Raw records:
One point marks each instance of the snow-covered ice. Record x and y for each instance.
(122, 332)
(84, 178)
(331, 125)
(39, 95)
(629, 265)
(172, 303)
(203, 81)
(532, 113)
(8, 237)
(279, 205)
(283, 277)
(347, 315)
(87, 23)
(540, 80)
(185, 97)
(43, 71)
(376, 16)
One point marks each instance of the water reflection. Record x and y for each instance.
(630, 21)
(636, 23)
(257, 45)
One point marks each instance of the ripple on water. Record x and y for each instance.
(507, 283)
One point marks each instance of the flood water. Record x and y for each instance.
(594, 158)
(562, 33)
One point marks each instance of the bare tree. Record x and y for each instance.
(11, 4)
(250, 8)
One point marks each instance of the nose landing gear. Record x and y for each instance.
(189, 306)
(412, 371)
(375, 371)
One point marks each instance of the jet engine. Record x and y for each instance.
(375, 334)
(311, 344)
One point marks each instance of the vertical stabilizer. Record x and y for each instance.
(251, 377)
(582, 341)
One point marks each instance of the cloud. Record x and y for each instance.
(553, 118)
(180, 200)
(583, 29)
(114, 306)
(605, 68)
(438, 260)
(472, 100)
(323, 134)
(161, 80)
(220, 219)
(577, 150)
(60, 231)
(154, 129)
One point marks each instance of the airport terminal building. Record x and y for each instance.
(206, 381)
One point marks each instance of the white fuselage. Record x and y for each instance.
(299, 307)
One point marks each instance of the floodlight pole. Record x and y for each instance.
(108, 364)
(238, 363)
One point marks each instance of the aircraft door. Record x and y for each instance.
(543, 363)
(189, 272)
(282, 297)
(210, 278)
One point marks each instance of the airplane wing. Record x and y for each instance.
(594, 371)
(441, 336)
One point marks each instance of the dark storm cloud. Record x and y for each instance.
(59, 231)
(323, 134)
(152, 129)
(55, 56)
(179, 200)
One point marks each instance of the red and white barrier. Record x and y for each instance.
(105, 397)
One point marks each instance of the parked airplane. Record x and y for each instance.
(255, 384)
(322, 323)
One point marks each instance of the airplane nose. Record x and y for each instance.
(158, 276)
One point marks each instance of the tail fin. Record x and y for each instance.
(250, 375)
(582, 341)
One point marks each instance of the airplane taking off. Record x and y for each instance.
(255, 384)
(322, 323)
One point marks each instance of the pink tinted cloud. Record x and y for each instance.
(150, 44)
---
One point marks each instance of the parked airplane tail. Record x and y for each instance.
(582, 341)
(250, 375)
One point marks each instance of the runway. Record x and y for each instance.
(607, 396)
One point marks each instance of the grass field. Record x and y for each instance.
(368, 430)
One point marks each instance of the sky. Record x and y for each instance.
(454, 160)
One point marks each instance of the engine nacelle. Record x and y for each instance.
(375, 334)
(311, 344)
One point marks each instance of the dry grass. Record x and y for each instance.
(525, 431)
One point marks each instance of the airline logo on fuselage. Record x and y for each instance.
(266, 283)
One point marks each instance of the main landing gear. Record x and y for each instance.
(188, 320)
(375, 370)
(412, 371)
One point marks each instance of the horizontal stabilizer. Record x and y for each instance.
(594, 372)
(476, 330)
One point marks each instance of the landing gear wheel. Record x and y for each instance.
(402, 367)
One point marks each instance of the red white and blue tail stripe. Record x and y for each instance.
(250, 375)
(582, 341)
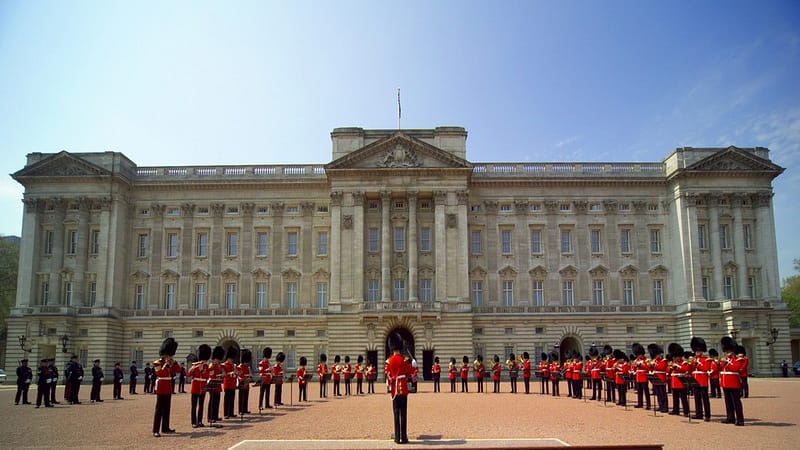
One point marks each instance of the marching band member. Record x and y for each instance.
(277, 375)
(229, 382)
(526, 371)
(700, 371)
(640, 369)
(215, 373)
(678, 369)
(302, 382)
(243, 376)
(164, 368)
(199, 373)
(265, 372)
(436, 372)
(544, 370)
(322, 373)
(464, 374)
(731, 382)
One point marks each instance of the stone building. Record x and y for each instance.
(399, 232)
...
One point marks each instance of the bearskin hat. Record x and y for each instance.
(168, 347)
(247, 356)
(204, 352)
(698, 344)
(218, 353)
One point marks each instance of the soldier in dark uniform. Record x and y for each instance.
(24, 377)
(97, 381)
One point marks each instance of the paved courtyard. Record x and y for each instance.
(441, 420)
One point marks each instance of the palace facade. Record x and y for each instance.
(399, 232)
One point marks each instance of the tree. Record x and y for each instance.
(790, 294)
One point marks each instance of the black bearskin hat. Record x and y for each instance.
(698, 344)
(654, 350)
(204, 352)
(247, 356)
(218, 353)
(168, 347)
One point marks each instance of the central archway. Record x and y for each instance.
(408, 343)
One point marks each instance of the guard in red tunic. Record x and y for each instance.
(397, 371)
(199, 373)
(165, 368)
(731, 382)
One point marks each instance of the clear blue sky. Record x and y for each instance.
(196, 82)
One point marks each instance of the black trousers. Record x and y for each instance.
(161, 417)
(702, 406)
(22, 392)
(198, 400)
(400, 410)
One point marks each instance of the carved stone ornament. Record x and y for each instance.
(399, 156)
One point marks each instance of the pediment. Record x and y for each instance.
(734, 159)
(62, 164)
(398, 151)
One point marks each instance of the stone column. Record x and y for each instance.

STATED EXERCISE:
Locate each line in the material above that contains the word "blue" and copy every such line in full. The match is case-sensitive.

RESULT FOR THIS EXERCISE:
One point marks each instance of the red white and blue tail stripe. Record x and y for each instance.
One point marks each instance of the clear blue sky. Record x and y for each instance.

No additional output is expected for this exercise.